- [Try it] Pull every line that includes the word "pass" from the data.

Referring expression pointing data
Content starts
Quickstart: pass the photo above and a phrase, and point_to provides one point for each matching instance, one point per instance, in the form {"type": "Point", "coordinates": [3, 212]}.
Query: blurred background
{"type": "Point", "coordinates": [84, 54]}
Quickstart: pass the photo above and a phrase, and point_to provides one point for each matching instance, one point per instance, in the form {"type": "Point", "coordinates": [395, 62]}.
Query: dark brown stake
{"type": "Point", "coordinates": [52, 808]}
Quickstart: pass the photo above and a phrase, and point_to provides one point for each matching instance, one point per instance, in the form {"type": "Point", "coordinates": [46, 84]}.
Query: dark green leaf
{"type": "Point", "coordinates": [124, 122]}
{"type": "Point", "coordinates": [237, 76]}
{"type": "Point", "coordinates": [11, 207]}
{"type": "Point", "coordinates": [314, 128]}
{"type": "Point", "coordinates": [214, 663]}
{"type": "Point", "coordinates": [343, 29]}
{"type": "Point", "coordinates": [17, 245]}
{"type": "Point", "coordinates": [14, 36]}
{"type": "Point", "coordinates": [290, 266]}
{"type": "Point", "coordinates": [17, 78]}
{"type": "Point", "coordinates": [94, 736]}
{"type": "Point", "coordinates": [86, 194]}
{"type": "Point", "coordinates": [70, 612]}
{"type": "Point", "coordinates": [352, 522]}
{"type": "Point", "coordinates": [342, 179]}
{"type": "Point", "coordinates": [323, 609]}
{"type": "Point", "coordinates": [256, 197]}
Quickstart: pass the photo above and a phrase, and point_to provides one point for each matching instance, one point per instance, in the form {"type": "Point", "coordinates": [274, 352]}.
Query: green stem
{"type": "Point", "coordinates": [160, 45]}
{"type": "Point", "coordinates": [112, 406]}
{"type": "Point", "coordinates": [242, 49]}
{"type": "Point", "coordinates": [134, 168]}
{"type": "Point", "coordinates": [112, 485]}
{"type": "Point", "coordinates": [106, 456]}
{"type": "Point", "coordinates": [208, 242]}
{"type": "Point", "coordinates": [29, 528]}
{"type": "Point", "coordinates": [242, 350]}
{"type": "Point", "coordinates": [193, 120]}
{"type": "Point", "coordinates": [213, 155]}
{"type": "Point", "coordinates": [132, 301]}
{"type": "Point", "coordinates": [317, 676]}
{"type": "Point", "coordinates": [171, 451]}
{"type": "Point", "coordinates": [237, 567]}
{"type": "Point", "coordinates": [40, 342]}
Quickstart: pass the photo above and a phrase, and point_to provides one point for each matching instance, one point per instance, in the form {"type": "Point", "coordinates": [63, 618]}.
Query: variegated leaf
Content ends
- [Answer section]
Quickstart: pass the photo above and a phrase, and point_to provides one point for each matching instance, one point per instance, in the form {"type": "Point", "coordinates": [3, 212]}.
Quickstart: pass the photo above and a phrase, and point_to provides one point for each matching instance, one point per instance, in the form {"type": "Point", "coordinates": [395, 62]}.
Quickstart: pass the photo above and a phrase, and point_to provides one point for each matching instance, one point per instance, in the form {"type": "Point", "coordinates": [46, 84]}.
Quickstart: pass the photo above and a phrase, and point_to provides one point for each matching instance, one point per instance, in the form {"type": "Point", "coordinates": [274, 352]}.
Quickstart: pass the photo above and a phrase, and point_to provides one point for each matching instance, one point per instance, in the form {"type": "Point", "coordinates": [63, 618]}.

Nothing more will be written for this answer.